Where the string "would" appears in a line of the material below, copy that line.
(Entries provided begins)
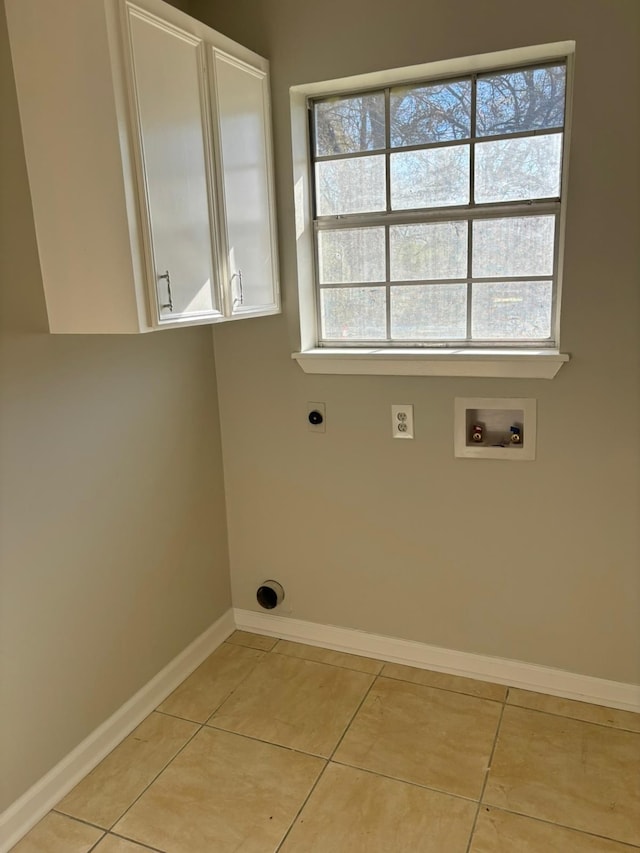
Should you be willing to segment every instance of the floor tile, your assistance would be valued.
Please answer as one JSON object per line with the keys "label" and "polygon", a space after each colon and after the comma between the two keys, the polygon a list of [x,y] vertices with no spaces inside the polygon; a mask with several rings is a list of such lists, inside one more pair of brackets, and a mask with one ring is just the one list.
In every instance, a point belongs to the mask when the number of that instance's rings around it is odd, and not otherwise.
{"label": "floor tile", "polygon": [[640,845],[640,735],[507,706],[483,799]]}
{"label": "floor tile", "polygon": [[323,767],[319,758],[204,728],[115,832],[171,853],[274,851]]}
{"label": "floor tile", "polygon": [[270,654],[209,724],[329,756],[372,681],[362,672]]}
{"label": "floor tile", "polygon": [[234,631],[230,637],[227,637],[226,642],[235,646],[246,646],[249,649],[260,649],[263,652],[268,652],[278,642],[278,638],[267,637],[264,634],[252,634],[249,631]]}
{"label": "floor tile", "polygon": [[11,853],[87,853],[102,834],[101,829],[49,812]]}
{"label": "floor tile", "polygon": [[280,853],[465,853],[475,803],[330,764]]}
{"label": "floor tile", "polygon": [[141,847],[133,841],[118,838],[116,835],[105,835],[100,844],[91,853],[149,853],[148,847]]}
{"label": "floor tile", "polygon": [[158,710],[204,723],[263,657],[257,649],[223,643]]}
{"label": "floor tile", "polygon": [[475,696],[379,678],[335,760],[478,798],[501,709]]}
{"label": "floor tile", "polygon": [[403,666],[398,663],[385,663],[381,675],[400,681],[410,681],[413,684],[424,684],[427,687],[453,690],[455,693],[467,693],[469,696],[479,696],[481,699],[495,699],[497,702],[504,702],[507,695],[507,688],[501,684],[477,681],[475,678],[464,678],[461,675],[447,675],[430,669],[417,669],[414,666]]}
{"label": "floor tile", "polygon": [[510,705],[518,705],[520,708],[546,711],[548,714],[584,720],[586,723],[600,723],[603,726],[613,726],[615,729],[640,732],[640,714],[635,714],[633,711],[620,711],[617,708],[606,708],[604,705],[561,699],[558,696],[532,693],[530,690],[518,690],[515,687],[510,688],[507,702]]}
{"label": "floor tile", "polygon": [[109,829],[198,730],[155,712],[56,806],[57,811]]}
{"label": "floor tile", "polygon": [[633,853],[633,847],[483,806],[469,853]]}
{"label": "floor tile", "polygon": [[280,655],[314,660],[332,666],[343,666],[345,669],[355,669],[358,672],[368,672],[371,675],[378,675],[382,669],[381,660],[363,658],[360,655],[350,655],[346,652],[334,652],[331,649],[321,649],[318,646],[308,646],[305,643],[292,643],[289,640],[279,640],[273,651]]}

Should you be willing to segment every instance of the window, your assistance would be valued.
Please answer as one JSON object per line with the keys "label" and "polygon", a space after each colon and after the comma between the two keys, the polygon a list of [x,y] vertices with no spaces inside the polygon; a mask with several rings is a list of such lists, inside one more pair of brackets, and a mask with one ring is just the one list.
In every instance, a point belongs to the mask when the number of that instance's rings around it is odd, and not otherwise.
{"label": "window", "polygon": [[557,347],[566,102],[565,57],[310,99],[316,345]]}

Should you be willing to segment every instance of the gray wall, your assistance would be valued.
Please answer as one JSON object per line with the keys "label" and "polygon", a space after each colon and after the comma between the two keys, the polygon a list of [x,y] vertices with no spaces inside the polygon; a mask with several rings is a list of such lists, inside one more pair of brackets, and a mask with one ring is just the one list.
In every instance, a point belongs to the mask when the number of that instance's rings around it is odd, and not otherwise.
{"label": "gray wall", "polygon": [[[194,0],[271,59],[285,314],[214,331],[234,604],[640,681],[637,0]],[[553,381],[307,376],[288,88],[577,41],[562,348]],[[456,396],[538,401],[538,457],[453,458]],[[305,427],[325,401],[324,435]],[[391,403],[416,439],[393,441]]]}
{"label": "gray wall", "polygon": [[56,337],[0,7],[0,811],[230,606],[209,328]]}

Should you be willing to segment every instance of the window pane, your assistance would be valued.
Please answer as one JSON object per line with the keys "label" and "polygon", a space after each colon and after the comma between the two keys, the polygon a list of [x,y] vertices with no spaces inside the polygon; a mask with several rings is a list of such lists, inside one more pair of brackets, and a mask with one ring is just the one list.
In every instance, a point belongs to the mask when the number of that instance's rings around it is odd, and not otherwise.
{"label": "window pane", "polygon": [[562,134],[499,139],[476,145],[476,202],[560,195]]}
{"label": "window pane", "polygon": [[384,228],[318,233],[320,284],[385,280]]}
{"label": "window pane", "polygon": [[485,340],[542,340],[551,337],[550,281],[473,285],[472,336]]}
{"label": "window pane", "polygon": [[467,223],[427,222],[389,228],[391,280],[465,278]]}
{"label": "window pane", "polygon": [[467,334],[467,285],[428,284],[391,288],[391,337],[451,340]]}
{"label": "window pane", "polygon": [[479,219],[473,223],[473,276],[553,274],[555,216]]}
{"label": "window pane", "polygon": [[476,90],[477,135],[562,127],[565,82],[564,65],[481,77]]}
{"label": "window pane", "polygon": [[316,156],[384,148],[384,95],[334,98],[315,104]]}
{"label": "window pane", "polygon": [[385,293],[385,287],[323,287],[320,291],[323,338],[386,338]]}
{"label": "window pane", "polygon": [[393,210],[468,203],[468,145],[391,155]]}
{"label": "window pane", "polygon": [[394,148],[470,135],[470,80],[392,89],[389,106]]}
{"label": "window pane", "polygon": [[384,155],[316,163],[318,216],[385,210]]}

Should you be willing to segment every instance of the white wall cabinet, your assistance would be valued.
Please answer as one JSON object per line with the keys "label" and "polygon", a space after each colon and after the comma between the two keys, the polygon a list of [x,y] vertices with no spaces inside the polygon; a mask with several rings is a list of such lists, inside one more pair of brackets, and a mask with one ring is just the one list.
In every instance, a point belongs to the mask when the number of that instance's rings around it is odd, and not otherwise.
{"label": "white wall cabinet", "polygon": [[279,311],[266,60],[161,0],[6,0],[52,332]]}

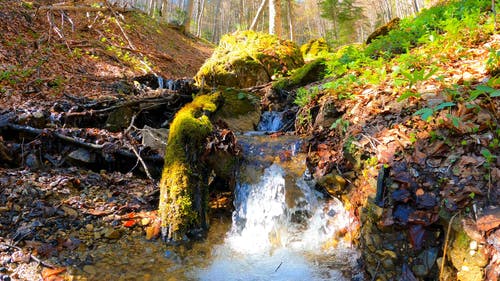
(Entries provided ends)
» **The completed task**
Should you be willing to segment every instance of the floor tile, your assistance would be valued.
Should you be willing to segment every instance of the window, your assistance would be valued.
Should you be willing to segment every instance of the gray wall, your assistance would be valued.
Should you be willing to segment every instance of the window pane, your assistance would be valued.
Should you be willing to segment every instance of the white wall cabinet, your assistance would be valued.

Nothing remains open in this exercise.